Task objective
In the passage on faster-than-light travel, repeat everything from "And yes, you" down to "just 1.13 IPN." word for word.

Excerpt from Wikipedia:

The inability of a spacecraft to achieve a given displacement in less time than it takes light to traverse the same span, is often attributed to relativistic mass increase necessitating eventual infinite energy consumption for thrust, as the speed limit is approached. That notion is in widespread belief but there is scant truth to it. How fast you are moving per the reckoning of some arbitrary onlooker cannot change anything intrinsic to your craft, ie. its mass. Think about how many different arbitrary onlookers you can imagine, each on a different relative trajectory... which one of those onlookers' viewpoints should be the determining factor in impeding your progress? Or in other words, how can thrust originating from a rocket's very own rest frame labor from any relativistic effect? It makes no sense at all.

Aside: On the other hand, it is pertinent to ascribe relativistic mass increase as the impediment preventing a charged particle in a particle accelerator from reaching the taboo speed. Why?? because those particles are being pushed along by electromagnetic field-producing coils positioned in the (relatively) stationary lab frame. From the viewpoint of that frame, the mass increase to the speeding particle becomes perfectly germane.
Now let's get to some real truth about FTL space travel. Yes, it would require an ever more disproportionate expenditure of fuel to increase speed, as you approach the limit, but not because your craft has gotten any heavier. Light propagates at just about one foot per nanosecond, or 12 inches per nanosecond (12 IPN). Let's say you accelerate away from Earth in a spacecraft until you reach a cruising speed of 10 IPN, as seen from Earth. You can then apply another rocket thrust, based simply on conventional Newtonian calculations, and readily achieve an additional 5 IPN. But because of relativistic clock and ruler distortions, that additional 5 IPN in your frame constitutes only an additional 1.13 IPN as far as Earthbound observers are concerned. So the steep climb has nothing at all to do with being heavier; it is more due to the unusual way that velocities add.

And yes, you truly did add 5 IPN to your speed with just the normal non-relativistic thrust application. This can best be envisioned by imagining that your craft was side-by-side with a sister ship, likewise cruising at 10 IPN away from Earth. (Space offers no resistance, so "cruising" means engines completely off.) Because all motion is relative, both you and your sister ship can rightly claim to be stock still in space, while it is Earth that is speeding away. After your rocket engine thrust, you find yourself moving 5 IPN away from the sister ship that you left behind, so you have truly added that velocity, using only conventional thrust force. To Earthlings however, you've sped up by just 1.13 IPN.



While special relativity says that an object with mass can not be accelerated to the speed of light or beyond and that no object with mass can exist at the speed of light, it does not deny that an object with mass (albeit a complex number rather than real) can exist that is already going faster than light. Any particle already going faster than light is called a Tachyon, no proof has been obtained if these exist or not.

(Items listed in a dataset)

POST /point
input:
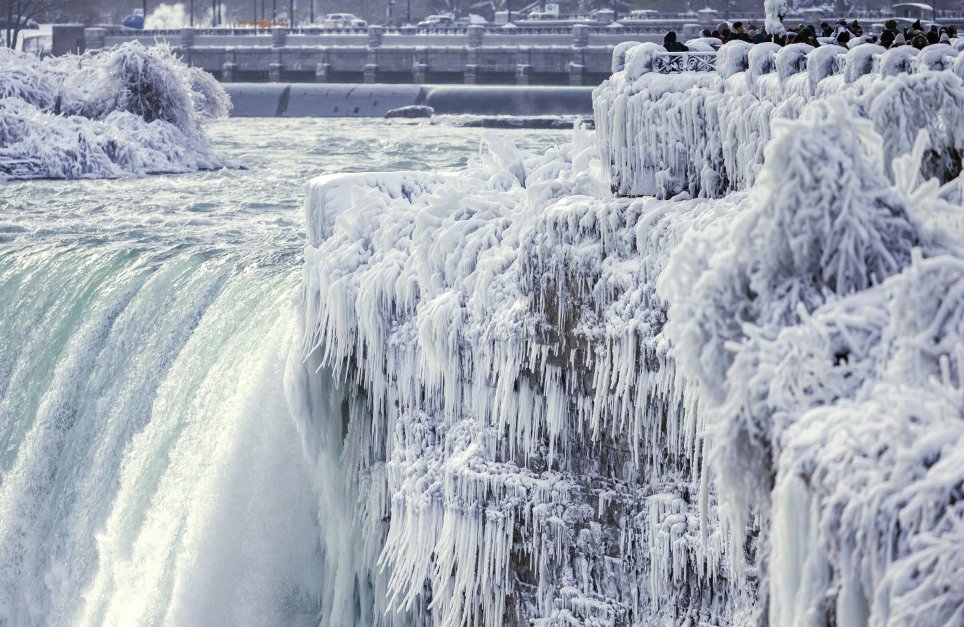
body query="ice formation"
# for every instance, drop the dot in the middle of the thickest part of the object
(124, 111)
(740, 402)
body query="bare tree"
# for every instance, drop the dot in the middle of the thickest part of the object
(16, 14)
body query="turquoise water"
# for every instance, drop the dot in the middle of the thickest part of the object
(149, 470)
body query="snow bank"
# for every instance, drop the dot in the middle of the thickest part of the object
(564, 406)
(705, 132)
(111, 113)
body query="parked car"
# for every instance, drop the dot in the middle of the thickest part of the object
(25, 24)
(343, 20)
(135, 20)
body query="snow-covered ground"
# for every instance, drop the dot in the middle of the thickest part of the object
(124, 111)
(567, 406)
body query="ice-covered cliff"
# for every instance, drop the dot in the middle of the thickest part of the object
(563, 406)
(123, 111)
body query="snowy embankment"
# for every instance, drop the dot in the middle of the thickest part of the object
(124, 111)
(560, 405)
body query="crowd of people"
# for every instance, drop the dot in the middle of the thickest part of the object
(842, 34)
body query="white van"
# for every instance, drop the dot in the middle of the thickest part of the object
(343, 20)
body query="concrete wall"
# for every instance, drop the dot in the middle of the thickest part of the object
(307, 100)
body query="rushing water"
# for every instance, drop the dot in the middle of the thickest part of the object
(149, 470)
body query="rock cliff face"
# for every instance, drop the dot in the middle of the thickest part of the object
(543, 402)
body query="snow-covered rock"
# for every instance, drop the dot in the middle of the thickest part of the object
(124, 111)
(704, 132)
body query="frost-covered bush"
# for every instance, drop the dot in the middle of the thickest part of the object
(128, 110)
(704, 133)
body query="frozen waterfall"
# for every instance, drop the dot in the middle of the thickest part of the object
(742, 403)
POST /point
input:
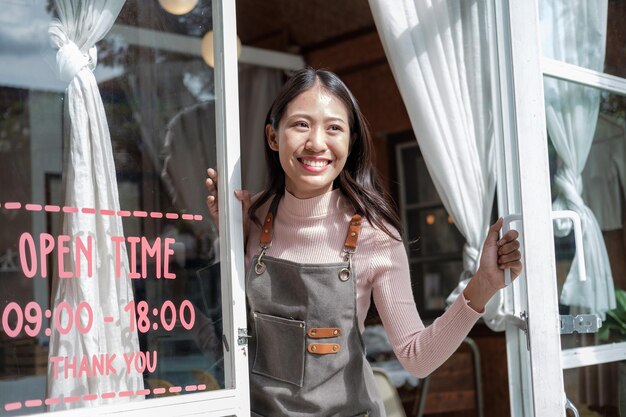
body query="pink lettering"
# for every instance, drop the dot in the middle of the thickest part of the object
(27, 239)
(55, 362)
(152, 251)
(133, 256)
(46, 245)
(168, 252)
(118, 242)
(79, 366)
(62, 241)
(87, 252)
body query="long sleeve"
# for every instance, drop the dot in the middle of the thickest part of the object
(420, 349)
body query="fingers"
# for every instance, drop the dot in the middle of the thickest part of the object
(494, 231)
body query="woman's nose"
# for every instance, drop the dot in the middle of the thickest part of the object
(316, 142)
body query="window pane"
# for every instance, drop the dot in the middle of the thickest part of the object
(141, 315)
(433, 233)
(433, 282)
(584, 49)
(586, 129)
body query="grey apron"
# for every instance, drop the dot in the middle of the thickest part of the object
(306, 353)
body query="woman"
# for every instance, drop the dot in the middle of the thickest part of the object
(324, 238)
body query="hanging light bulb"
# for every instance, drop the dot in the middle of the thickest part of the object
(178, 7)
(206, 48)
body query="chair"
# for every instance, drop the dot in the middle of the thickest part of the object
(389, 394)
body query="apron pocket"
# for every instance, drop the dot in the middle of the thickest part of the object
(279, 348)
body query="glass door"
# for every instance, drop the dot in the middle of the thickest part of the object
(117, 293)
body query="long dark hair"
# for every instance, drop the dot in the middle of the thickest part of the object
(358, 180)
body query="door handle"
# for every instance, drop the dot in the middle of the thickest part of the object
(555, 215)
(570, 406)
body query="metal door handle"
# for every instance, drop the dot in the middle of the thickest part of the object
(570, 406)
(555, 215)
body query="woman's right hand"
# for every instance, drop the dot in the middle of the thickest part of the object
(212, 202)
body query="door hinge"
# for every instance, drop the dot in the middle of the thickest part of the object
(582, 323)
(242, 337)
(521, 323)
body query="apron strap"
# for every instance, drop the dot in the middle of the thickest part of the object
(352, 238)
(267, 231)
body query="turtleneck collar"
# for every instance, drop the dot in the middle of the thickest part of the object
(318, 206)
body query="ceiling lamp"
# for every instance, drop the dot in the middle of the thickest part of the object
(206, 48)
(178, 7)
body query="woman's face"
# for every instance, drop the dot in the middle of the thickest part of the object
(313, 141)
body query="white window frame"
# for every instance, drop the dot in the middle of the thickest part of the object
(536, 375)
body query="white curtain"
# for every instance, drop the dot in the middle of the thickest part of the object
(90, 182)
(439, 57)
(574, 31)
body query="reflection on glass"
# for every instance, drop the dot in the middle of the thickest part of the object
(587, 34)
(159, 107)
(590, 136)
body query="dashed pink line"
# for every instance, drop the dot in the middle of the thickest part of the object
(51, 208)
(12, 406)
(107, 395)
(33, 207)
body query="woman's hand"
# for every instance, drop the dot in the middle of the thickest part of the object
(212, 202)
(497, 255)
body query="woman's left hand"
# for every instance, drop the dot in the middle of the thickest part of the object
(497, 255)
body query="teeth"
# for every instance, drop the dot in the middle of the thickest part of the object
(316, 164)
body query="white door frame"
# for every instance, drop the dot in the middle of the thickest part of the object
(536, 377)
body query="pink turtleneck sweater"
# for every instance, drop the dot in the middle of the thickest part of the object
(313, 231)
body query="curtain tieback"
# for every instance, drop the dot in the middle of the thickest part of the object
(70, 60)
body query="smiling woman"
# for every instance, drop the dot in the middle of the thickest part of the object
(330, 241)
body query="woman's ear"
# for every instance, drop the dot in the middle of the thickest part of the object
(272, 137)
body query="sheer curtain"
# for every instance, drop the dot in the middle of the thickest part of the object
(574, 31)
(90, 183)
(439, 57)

Correct result
And yes, you truly did add 5 IPN to your speed with just the normal non-relativistic thrust application. This can best be envisioned by imagining that your craft was side-by-side with a sister ship, likewise cruising at 10 IPN away from Earth. (Space offers no resistance, so "cruising" means engines completely off.) Because all motion is relative, both you and your sister ship can rightly claim to be stock still in space, while it is Earth that is speeding away. After your rocket engine thrust, you find yourself moving 5 IPN away from the sister ship that you left behind, so you have truly added that velocity, using only conventional thrust force. To Earthlings however, you've sped up by just 1.13 IPN.